• [Document segment]:
October 2, 2019 - Updated: October 2, 2019

Writing Clauses Course: 25 Issues
 

This is a list of topics and clauses to be drafted :
 

  1. Vacant Possession
  2. Chattels Warranty
  3. Swimming Pool in the Winter
  4. Water Leakage
  5. Adding Party
  6. Boundary Dispute
  7. Second Unit Legal Non-Conforming
  8. Waterfront Access
  9. Driveway Access
  10.  Mutual Driveway Confirmation
  11.  Septic System
  12.  Well Water
  13.  Taxes Appealed
  14.  Tenant Takeover
  15.  Retaining Wall Support
  16.  Fence Encroachment
  17.  Contaminated Soil
  18.  Estate Probate
  19.  Deposit
  20.  Land Description
  21.  Acquisition of Second Property
  22.  Capricious Walk Away
  23.  Vacant Lot Risk
  24.  Boathouse, Dock, and Deck Location
  25.  Seasonal Flooding

 

  1. Vacant Possession
     

You are acting for Buyer John Smith who has seen a suitable property on Georgian Bay which would serve as a summer home for his family. He just received a promotion at work and the boss will be retiring. He wants to host a retirement party for the boss and announce his promotion at the same time in a casual atmosphere. The summer home would be perfect on Monday, 1 July 20__.

• [Image annotation records]:
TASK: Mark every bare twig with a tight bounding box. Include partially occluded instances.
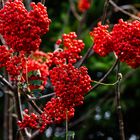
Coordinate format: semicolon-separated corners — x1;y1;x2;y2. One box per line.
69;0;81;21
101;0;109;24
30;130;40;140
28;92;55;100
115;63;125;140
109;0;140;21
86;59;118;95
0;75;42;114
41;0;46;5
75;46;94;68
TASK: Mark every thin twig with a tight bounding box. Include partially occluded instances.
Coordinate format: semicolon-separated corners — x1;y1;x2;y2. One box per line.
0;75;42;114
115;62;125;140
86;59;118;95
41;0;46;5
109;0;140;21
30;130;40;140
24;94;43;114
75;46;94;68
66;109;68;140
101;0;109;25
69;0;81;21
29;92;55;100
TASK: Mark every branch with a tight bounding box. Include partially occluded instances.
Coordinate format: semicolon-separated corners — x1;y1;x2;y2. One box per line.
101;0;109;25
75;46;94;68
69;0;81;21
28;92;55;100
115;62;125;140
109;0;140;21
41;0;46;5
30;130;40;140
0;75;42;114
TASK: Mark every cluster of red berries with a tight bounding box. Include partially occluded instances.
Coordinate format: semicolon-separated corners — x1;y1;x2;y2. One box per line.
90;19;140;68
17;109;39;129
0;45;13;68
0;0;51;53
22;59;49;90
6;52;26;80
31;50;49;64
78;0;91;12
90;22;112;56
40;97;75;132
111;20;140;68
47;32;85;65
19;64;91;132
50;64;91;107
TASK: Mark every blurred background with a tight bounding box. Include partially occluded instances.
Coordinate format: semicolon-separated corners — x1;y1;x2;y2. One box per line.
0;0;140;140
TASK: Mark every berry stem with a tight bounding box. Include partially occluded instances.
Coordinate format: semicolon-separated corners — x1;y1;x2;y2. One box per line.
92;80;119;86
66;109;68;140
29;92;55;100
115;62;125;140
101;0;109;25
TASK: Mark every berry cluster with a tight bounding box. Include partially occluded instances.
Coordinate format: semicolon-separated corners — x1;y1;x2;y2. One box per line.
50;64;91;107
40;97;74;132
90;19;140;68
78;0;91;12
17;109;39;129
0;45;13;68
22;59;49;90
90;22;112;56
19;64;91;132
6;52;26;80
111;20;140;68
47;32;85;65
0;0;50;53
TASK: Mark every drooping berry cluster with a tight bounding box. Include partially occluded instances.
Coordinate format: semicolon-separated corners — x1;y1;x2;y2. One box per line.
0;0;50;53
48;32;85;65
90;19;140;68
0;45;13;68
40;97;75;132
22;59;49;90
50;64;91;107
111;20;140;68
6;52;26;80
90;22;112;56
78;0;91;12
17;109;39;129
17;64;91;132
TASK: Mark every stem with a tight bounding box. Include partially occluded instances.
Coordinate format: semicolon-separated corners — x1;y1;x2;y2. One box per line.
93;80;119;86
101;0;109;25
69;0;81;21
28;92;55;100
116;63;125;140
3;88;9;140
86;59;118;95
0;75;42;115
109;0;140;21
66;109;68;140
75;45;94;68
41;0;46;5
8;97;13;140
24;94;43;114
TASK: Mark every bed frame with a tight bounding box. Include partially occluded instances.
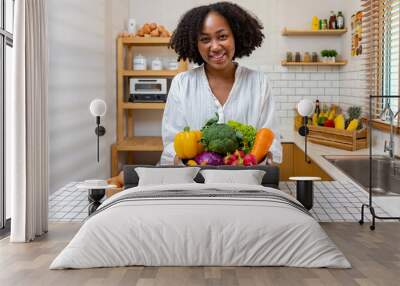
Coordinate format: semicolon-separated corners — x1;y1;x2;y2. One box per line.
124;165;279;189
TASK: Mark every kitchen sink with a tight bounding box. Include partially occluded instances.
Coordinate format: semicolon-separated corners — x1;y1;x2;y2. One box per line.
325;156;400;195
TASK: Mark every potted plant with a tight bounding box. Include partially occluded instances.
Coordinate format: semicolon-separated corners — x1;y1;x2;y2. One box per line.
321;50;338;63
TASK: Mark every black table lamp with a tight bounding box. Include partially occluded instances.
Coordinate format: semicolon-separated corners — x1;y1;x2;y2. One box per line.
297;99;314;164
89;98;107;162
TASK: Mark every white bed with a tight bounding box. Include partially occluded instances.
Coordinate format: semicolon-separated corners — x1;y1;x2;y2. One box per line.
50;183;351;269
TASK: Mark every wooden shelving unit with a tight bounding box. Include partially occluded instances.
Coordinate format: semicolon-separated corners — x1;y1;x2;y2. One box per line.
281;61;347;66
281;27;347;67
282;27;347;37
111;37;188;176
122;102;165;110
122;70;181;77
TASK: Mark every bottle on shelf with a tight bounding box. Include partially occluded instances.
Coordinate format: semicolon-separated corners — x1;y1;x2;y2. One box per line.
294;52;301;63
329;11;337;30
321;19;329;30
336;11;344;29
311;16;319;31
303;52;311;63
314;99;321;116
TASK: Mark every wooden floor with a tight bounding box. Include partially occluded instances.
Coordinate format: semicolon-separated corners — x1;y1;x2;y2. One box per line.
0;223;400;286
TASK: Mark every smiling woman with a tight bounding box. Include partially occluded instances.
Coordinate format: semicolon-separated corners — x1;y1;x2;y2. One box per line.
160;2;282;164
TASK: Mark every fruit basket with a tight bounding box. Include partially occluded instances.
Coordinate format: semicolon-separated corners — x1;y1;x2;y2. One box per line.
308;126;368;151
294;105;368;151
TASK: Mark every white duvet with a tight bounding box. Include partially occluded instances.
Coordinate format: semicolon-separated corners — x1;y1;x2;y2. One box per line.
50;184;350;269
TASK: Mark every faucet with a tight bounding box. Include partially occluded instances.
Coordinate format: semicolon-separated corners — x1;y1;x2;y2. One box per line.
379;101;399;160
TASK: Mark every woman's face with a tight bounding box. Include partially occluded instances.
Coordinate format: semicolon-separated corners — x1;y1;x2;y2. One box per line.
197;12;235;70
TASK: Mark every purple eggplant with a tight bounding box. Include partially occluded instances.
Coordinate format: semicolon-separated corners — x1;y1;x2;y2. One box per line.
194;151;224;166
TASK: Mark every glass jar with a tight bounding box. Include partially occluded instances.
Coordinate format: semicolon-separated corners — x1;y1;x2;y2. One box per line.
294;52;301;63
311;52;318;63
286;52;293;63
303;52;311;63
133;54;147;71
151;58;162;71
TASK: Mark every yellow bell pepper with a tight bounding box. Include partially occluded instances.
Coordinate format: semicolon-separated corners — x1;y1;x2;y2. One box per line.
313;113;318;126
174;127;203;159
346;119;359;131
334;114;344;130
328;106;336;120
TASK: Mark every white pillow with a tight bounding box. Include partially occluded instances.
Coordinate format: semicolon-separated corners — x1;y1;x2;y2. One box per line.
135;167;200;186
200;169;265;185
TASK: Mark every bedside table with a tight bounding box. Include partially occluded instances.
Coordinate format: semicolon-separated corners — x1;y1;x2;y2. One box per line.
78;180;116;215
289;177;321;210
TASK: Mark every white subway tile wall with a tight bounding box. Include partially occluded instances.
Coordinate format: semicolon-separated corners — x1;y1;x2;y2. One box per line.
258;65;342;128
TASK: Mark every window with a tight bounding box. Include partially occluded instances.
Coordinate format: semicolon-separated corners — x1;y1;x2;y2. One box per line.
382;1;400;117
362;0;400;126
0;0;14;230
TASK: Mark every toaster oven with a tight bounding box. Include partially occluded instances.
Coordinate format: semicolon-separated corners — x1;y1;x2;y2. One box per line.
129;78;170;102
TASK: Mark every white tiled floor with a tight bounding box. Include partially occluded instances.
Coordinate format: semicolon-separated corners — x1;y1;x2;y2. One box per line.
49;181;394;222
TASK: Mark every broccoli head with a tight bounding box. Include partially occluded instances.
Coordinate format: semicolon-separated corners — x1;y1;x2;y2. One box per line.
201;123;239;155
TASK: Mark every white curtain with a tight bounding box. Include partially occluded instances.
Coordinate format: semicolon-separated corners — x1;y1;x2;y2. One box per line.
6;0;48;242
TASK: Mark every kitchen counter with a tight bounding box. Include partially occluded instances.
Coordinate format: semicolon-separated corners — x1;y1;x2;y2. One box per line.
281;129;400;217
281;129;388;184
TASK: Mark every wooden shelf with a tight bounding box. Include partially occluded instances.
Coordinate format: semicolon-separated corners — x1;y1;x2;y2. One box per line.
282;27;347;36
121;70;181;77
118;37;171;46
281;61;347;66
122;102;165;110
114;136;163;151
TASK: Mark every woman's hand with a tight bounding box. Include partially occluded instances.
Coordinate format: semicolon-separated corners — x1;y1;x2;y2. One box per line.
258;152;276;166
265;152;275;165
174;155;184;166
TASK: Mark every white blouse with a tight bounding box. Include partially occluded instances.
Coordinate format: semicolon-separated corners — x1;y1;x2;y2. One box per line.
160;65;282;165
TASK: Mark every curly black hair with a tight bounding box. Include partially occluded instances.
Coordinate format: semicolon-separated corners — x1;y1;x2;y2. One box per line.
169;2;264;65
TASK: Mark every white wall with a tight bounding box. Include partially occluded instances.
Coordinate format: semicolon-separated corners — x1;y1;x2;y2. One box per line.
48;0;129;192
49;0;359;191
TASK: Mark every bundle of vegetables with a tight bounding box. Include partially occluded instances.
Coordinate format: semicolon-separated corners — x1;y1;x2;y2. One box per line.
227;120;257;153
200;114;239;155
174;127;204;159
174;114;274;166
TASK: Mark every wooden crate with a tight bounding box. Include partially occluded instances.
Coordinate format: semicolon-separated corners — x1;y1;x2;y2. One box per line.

---

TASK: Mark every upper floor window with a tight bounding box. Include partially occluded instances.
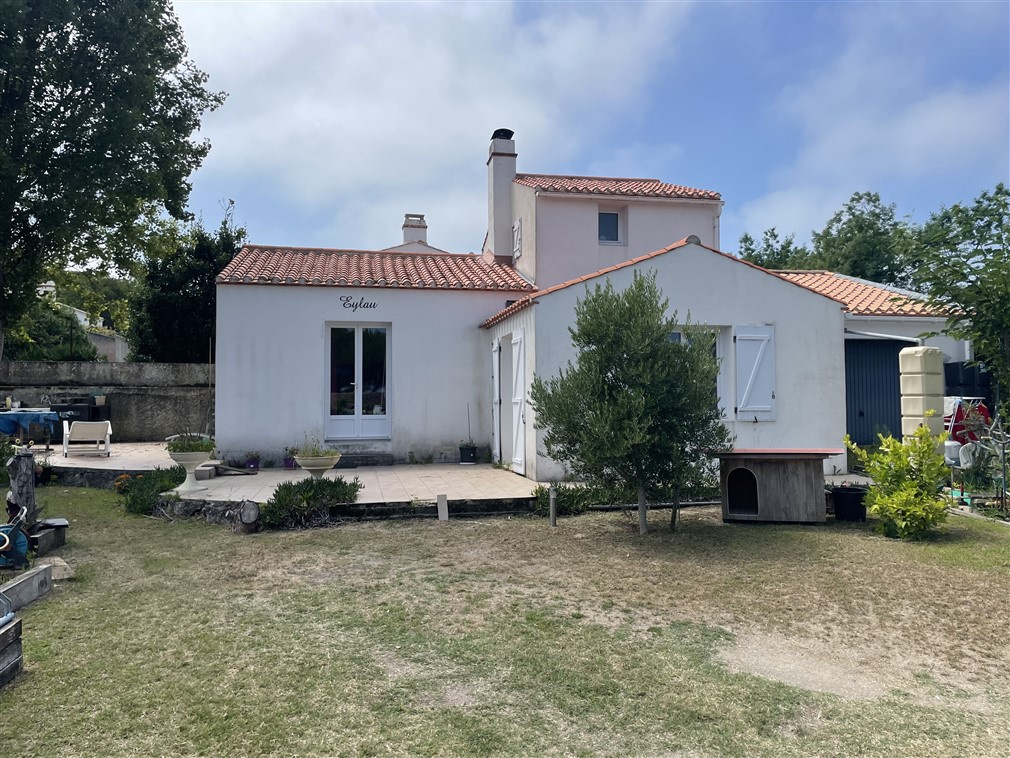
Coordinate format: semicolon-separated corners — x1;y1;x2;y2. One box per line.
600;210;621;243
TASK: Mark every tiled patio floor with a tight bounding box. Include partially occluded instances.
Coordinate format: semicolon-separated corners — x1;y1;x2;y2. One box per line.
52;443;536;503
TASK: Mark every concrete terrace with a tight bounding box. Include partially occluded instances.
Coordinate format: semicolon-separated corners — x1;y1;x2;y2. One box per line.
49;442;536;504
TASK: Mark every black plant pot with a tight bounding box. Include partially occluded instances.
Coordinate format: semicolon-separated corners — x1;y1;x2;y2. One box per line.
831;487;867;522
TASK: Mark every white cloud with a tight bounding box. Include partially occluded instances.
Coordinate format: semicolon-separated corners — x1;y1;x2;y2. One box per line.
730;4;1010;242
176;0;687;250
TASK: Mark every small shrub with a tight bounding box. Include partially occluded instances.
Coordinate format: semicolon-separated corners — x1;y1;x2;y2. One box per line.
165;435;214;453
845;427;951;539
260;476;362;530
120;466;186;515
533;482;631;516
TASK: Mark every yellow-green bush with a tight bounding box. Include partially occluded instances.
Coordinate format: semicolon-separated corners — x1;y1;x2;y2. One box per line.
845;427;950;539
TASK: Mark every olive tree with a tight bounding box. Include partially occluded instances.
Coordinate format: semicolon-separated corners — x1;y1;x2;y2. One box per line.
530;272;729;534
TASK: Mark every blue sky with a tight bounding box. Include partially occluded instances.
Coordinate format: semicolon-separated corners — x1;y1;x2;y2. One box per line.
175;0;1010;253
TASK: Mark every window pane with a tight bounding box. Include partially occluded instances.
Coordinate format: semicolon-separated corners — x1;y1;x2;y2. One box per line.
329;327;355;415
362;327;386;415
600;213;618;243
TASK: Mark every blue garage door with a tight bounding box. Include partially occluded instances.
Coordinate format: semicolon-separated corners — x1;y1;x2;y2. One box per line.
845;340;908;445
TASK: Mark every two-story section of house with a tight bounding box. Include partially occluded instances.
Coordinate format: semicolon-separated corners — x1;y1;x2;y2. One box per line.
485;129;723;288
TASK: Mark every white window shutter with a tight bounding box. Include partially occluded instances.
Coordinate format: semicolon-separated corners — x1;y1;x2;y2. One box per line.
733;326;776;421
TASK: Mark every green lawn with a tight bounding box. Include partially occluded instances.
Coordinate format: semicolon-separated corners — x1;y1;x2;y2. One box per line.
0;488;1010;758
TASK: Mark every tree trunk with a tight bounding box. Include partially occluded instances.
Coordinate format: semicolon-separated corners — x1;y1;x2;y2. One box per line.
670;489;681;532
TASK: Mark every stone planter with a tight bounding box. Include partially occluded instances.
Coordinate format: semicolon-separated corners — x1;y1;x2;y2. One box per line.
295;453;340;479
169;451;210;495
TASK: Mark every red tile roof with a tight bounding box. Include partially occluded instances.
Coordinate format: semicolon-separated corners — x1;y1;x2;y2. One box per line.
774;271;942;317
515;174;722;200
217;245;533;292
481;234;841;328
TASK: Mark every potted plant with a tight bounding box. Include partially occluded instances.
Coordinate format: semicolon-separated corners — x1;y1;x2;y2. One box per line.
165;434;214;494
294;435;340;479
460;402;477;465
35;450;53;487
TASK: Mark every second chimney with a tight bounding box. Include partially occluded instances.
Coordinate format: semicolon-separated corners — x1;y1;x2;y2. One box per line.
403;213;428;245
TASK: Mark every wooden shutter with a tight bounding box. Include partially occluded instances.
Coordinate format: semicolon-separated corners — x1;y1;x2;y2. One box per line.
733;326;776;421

* * *

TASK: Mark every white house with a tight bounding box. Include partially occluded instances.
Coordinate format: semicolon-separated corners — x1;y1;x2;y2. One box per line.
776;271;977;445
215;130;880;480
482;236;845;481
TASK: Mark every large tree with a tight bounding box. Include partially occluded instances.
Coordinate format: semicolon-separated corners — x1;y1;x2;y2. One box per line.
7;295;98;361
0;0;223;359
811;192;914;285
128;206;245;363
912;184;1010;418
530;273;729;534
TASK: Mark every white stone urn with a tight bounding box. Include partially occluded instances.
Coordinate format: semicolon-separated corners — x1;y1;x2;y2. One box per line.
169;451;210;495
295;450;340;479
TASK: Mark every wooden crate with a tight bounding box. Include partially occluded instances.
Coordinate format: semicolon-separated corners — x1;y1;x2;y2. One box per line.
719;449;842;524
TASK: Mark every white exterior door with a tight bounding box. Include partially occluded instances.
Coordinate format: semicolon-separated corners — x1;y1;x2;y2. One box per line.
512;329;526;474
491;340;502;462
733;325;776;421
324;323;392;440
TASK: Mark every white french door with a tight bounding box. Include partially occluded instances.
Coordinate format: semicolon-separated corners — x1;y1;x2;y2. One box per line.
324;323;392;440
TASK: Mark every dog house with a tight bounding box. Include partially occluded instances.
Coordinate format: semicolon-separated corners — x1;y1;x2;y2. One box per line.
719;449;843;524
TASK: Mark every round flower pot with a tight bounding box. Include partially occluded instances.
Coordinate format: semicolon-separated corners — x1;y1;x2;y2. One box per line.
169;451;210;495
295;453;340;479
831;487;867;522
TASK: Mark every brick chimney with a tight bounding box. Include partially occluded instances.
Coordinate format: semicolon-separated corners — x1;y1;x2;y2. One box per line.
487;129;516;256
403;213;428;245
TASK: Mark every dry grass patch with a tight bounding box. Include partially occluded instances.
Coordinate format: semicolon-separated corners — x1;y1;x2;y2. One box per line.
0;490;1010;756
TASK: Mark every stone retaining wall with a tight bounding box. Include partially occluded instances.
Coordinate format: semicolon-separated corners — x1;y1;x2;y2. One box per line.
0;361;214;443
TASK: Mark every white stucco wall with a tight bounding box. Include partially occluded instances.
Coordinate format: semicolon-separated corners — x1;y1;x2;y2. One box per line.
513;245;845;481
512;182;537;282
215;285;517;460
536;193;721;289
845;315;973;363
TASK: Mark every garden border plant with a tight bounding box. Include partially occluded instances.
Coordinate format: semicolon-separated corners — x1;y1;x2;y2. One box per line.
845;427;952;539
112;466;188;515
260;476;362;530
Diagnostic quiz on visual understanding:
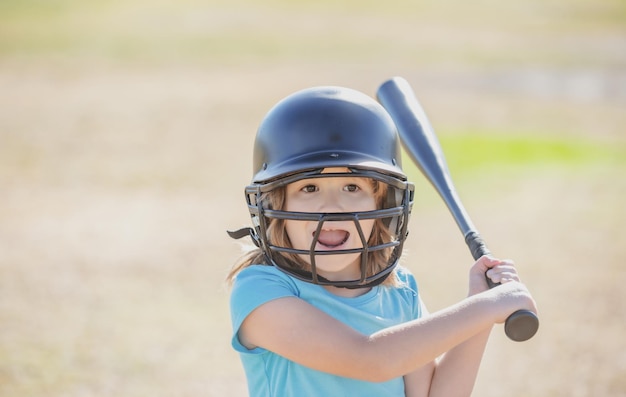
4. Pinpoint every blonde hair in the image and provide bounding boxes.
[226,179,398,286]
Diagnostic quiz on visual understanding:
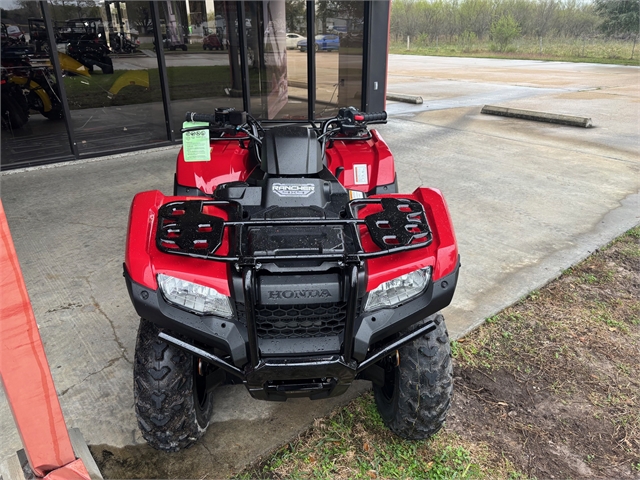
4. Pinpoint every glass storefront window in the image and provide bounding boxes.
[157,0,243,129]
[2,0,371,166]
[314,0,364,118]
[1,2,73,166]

• [To do]:
a) Check each statement against the clause-writing course list and answer yes or no, quoting the words from the text that settle it: (i) the course covers 25 issues; (ii) the buyer wants the summer home for a birthday party; (iii) the property the buyer has seen is on Georgian Bay.
b) Rewrite everything from "You are acting" down to "1 July 20__." in the clause-writing course list, using "Lake Simcoe" in place of "Georgian Bay".
c) In the clause-writing course list, name every numbered topic whose name starts with the letter S.
The records aren't needed for any of this work.

• [Full solutions]:
a)
(i) Yes: "Writing Clauses Course: 25 Issues"
(ii) No: "He wants to host a retirement party for the boss"
(iii) Yes: "a suitable property on Georgian Bay"

b)
You are acting for Buyer John Smith who has seen a suitable property on Lake Simcoe which would serve as a summer home for his family. He just received a promotion at work and the boss will be retiring. He wants to host a retirement party for the boss and announce his promotion at the same time in a casual atmosphere. The summer home would be perfect on Monday, 1 July 20__.

c)
3. Swimming Pool in the Winter
7. Second Unit Legal Non-Conforming
11. Septic System
25. Seasonal Flooding